** EXERCÍCIO PROPOSTO A **
Quais linhas da listagem abaixo trazem a palavra "standing"? Localize-as e copie cada uma.

** TRECHO FORNECIDO **
======
Vamos vendo diversas imagens assim, enquanto rolam os créditos iniciais deste ótimo filme – um thriller, um policial sombrio, pesado, denso, com um perturbador clima noir. É bem possível que o espectador demore um pouquinho, alguns segundos – como eu demorei – a perceber com clareza que aquelas são fotos aéreas de uma região em que há muita água: um grande rio, rios menores, sinuosos, cheios de curvas, canais artificiais absolutamente retos.
Verifiquei depois que são fotos assinadas por Hector Garrido, que foram publicadas em um livro chamado Armonia Fractal de Doñana y las marismas. “Marisma” é pântano – o título do filme em inglês é exatamente Marshland, pântano. Doñana é o nome de um parque nacional situado na Andaluzia, estremo sudoeste da Espanha, de frente para o Oceano Atlântico, entre Gibraltar e a fronteira com Portugal.
Toda a ação do filme se passa naquela região cheia de pântanos e cortada pelo caudaloso Rio Guadalquivir, seus afluentes e os canais para irrigação construídos ali. É uma região eminentemente agrícola, responsável por quase metade de toda a produção espanhola de arroz.
Dois policiais de Madri são enviados a um distante vilarejo
Ao final dos créditos iniciais, vemos dois homens parados junto de um canal artificial, no meio do nada. Estão de gravata – o que dá uma sensação de estranhamento, no meio de um ambiente rural em que não se enxerga qualquer resquício de civilização. São os protagonistas da história, Juan e Pedro (interpretados respectivamente por Javier Gutiérrez e Raúl Arévalo, em excelentes atuações), dois detetives da Polícia de Madri que foram enviados para uma cidadezinha da Andaluzia, Villafranco, para investigar o desaparecimento de duas jovens do lugar.
O carro em que estavam havia quebrado ali no meio do nada, e eles acabam de chegam até a cidadezinha socorridos por alguém que passou pela estrada com seu trator. Um deles explica isso ao chegar ao acanhado hotel do vilarejo. A moça do hotel informa que, como eles haviam demorado a chegar, um dos quartos reservados havia sido ocupado, e então, naquela primeira noite, os dois homens teriam que dividir um único quarto.
======
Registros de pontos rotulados
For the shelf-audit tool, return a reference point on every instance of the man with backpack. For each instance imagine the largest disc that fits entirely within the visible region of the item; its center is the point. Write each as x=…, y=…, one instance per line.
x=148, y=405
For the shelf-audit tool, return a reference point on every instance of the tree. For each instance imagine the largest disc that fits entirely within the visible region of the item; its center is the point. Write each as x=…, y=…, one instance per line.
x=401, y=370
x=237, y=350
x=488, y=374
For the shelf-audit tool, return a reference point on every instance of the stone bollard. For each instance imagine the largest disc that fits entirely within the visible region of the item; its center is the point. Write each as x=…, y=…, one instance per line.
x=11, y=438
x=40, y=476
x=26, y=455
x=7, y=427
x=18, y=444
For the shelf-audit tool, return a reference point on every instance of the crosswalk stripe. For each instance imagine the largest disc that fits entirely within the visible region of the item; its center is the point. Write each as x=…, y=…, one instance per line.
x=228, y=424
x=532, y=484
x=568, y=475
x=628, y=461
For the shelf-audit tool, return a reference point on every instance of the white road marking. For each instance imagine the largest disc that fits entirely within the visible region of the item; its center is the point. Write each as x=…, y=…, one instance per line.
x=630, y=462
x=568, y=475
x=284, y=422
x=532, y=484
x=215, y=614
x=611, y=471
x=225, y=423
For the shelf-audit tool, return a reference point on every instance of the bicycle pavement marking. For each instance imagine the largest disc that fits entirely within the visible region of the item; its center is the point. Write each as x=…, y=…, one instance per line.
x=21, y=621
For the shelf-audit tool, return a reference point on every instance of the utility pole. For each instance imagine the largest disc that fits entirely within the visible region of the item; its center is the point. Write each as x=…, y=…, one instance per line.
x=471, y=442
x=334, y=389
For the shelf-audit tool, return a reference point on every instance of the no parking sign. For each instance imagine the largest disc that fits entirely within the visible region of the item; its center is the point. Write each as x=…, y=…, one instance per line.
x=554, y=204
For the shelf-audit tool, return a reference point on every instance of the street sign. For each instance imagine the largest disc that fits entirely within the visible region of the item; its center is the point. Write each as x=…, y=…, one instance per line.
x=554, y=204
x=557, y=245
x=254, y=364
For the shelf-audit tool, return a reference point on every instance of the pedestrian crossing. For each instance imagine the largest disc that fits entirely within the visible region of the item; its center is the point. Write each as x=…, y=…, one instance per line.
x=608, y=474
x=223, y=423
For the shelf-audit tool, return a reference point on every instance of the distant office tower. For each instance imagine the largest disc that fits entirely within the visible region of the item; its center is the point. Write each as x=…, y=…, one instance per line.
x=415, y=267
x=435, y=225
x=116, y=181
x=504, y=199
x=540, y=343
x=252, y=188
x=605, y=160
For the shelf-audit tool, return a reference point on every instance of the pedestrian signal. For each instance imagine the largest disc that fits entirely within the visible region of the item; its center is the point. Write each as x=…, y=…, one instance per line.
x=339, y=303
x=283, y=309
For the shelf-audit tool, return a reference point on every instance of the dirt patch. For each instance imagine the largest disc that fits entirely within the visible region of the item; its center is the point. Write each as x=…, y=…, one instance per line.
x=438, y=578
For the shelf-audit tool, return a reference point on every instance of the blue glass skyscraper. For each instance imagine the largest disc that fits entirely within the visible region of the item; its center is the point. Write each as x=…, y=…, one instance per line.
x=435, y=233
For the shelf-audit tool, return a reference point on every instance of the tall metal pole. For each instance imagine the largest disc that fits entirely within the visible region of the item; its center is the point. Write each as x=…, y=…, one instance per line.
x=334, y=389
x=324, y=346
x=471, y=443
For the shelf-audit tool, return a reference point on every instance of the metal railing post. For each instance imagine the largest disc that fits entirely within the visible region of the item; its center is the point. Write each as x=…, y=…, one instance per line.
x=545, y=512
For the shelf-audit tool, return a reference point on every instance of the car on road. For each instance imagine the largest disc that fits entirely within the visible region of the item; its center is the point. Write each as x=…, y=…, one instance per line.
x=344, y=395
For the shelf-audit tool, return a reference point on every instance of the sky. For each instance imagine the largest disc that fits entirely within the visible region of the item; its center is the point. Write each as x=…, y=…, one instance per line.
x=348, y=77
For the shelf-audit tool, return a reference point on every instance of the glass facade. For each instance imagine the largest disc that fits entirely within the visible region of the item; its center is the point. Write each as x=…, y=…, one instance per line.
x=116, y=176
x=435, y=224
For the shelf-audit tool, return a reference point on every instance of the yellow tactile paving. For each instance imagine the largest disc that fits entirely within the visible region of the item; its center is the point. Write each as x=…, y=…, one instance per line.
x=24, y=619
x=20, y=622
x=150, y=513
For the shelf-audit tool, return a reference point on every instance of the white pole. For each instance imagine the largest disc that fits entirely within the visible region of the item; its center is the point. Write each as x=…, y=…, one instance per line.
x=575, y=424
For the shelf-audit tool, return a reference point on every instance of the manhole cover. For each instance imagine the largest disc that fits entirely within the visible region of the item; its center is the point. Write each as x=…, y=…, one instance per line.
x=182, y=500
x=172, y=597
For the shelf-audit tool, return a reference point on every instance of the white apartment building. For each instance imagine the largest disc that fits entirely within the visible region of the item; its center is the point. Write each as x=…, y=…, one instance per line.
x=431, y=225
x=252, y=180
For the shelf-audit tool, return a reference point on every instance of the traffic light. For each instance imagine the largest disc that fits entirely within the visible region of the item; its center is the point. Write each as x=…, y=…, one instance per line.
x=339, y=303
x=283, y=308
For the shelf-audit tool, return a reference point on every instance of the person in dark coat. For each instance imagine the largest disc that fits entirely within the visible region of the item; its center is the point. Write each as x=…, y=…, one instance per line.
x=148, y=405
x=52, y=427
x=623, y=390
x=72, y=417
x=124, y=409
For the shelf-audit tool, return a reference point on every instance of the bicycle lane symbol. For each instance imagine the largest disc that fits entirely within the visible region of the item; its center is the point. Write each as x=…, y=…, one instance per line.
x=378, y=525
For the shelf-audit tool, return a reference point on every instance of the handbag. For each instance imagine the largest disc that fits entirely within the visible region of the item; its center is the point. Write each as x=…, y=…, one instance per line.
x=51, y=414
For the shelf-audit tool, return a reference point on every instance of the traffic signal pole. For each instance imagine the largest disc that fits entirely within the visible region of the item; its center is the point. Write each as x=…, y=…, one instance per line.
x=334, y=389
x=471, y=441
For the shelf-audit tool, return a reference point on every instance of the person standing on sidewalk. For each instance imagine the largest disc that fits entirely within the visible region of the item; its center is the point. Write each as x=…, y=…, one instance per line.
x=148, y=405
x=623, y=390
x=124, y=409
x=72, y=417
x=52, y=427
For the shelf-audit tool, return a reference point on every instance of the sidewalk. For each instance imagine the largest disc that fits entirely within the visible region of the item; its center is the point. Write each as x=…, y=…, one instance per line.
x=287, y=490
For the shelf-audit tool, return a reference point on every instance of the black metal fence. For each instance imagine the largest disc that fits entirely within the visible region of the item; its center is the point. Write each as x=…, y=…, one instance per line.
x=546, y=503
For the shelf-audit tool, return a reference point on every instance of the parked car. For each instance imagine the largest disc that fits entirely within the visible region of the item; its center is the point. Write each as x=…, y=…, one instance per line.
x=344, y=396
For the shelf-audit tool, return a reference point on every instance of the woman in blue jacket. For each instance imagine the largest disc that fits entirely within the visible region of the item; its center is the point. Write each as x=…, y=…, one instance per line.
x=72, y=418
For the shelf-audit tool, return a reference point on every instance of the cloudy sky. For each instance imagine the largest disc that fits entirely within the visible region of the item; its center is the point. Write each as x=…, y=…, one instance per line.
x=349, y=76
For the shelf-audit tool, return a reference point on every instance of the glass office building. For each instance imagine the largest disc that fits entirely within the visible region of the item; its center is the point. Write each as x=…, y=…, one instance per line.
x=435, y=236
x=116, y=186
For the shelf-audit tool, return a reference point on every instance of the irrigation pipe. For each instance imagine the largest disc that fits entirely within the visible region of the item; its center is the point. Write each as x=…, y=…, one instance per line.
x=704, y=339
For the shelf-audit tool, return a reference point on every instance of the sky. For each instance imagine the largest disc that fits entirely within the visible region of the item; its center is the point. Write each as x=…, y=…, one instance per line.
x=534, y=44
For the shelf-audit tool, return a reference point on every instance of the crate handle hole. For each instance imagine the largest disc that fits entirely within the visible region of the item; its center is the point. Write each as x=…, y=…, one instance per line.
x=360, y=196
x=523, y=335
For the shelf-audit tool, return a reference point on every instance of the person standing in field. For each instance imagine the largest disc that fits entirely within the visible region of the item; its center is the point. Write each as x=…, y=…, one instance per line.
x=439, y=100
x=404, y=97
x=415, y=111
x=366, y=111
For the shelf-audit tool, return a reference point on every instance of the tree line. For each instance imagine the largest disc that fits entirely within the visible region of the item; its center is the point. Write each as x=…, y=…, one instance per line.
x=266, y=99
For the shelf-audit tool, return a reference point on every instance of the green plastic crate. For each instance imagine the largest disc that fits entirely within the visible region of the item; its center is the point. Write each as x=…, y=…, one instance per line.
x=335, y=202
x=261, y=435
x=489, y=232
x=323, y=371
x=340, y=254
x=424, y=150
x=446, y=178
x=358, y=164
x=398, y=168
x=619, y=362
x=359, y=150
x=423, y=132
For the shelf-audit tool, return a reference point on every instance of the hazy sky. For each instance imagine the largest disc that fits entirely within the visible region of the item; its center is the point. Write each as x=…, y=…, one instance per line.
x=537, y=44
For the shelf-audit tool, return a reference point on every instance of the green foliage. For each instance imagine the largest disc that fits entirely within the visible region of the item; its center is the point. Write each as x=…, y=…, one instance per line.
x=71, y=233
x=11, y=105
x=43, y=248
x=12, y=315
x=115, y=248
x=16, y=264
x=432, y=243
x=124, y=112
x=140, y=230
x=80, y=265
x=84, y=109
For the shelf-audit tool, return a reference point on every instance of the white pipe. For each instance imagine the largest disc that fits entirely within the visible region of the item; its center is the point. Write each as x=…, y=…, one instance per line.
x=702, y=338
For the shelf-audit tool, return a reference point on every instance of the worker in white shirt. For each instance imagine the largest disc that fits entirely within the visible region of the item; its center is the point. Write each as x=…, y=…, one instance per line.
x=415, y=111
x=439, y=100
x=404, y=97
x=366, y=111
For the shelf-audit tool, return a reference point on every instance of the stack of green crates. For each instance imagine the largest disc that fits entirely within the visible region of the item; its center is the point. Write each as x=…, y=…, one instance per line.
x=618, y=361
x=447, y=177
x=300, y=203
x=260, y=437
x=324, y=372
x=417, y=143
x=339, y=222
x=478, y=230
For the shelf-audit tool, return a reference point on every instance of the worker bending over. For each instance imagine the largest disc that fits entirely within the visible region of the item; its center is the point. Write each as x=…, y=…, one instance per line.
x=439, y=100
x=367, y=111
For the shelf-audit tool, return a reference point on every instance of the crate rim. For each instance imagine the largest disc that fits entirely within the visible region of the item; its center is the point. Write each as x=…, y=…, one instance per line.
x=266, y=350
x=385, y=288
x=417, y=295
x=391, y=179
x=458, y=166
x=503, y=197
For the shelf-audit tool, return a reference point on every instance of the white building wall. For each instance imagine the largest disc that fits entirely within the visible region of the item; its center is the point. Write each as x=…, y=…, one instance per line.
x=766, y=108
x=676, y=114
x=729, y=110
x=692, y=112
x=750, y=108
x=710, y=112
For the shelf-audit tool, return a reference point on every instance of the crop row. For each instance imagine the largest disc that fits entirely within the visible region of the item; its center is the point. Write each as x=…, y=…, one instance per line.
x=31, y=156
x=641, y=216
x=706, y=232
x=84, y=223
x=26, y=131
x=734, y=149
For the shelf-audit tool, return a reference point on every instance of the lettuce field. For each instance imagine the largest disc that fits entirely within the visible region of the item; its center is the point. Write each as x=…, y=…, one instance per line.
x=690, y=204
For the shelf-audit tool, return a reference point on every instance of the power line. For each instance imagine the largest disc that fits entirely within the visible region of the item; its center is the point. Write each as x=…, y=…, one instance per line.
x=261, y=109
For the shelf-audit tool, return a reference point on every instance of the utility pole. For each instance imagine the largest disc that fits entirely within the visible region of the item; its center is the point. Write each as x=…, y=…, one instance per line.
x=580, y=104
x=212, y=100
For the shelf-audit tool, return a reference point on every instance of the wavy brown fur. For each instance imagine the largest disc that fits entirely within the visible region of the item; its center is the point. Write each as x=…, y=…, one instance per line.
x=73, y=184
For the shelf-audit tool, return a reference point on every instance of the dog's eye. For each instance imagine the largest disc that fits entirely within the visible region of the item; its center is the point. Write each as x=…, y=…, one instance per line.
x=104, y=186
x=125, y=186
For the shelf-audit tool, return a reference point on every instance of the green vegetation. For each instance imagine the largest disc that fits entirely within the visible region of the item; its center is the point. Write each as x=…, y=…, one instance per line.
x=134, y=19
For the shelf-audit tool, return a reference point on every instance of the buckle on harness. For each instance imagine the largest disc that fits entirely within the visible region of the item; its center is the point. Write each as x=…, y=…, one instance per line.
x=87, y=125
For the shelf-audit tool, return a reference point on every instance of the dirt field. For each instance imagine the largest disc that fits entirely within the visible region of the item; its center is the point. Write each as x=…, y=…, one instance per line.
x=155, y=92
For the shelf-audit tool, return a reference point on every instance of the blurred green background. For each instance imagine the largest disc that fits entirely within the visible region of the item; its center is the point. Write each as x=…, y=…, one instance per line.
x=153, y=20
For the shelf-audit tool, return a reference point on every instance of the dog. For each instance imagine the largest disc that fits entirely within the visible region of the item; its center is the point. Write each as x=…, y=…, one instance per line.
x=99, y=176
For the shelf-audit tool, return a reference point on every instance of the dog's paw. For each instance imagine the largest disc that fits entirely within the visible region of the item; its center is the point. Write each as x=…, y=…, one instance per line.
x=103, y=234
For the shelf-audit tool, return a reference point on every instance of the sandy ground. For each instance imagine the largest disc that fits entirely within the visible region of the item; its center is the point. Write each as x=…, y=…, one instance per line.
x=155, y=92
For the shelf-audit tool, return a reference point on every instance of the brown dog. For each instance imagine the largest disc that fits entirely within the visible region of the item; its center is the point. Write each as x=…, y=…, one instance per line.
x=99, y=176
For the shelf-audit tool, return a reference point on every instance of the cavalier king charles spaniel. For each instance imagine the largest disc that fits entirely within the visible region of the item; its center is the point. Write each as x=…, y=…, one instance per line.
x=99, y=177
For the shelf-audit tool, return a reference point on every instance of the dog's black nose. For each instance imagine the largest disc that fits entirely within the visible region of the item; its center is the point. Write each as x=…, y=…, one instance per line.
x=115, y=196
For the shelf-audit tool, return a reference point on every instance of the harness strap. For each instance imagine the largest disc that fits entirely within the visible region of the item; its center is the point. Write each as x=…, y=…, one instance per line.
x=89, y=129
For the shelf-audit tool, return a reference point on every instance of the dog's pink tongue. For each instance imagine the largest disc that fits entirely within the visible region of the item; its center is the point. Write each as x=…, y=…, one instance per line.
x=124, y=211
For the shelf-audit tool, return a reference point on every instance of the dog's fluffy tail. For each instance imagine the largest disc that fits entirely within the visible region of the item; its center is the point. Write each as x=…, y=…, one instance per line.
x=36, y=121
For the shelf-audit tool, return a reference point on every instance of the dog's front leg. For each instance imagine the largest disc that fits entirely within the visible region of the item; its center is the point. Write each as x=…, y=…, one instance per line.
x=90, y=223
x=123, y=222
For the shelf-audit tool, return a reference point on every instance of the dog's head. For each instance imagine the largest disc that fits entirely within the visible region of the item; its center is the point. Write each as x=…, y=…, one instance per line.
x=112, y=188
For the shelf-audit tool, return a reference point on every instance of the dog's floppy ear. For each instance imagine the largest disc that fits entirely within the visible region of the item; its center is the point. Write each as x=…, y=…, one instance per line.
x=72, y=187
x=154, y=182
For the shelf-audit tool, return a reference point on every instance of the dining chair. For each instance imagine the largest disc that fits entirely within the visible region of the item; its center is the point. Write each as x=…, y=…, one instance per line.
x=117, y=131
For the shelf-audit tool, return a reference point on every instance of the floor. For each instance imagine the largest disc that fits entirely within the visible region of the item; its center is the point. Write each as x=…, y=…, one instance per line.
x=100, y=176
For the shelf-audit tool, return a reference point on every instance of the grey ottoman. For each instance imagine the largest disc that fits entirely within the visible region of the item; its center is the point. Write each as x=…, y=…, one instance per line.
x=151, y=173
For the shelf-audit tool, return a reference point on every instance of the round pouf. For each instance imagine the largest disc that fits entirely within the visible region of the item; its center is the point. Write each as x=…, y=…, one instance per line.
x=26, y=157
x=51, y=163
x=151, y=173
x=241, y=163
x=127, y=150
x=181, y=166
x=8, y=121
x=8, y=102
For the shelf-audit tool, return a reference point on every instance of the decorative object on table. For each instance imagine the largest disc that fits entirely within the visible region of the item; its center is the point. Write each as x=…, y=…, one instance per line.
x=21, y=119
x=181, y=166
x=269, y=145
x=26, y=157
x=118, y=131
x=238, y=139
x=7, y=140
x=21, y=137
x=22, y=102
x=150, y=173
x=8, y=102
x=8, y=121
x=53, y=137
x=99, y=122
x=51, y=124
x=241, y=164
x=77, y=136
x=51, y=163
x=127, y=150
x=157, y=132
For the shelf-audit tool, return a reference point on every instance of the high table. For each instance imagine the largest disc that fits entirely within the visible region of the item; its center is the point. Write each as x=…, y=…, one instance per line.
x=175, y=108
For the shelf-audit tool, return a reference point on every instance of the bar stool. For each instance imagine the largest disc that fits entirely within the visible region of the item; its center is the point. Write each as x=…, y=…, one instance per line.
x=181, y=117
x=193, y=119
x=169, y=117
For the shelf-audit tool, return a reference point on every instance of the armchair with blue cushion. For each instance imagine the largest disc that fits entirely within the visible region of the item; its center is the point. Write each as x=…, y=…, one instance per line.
======
** EXERCÍCIO PROPOSTO B **
De acordo com o trecho fornecido, que parcela da produção espanhola de arroz vem da região onde se passa o filme?

** RESOLUÇÃO A **
For the shelf-audit tool, return a reference point on every instance of the person standing on sidewalk. For each instance imagine the largest disc that fits entirely within the visible region of the item; its center is the point. Write each as x=…, y=…, one instance per line.
For the shelf-audit tool, return a reference point on every instance of the person standing in field. For each instance imagine the largest disc that fits entirely within the visible region of the item; its center is the point. Write each as x=…, y=…, one instance per line.

** RESOLUÇÃO B **
Quase metade de toda a produção espanhola de arroz.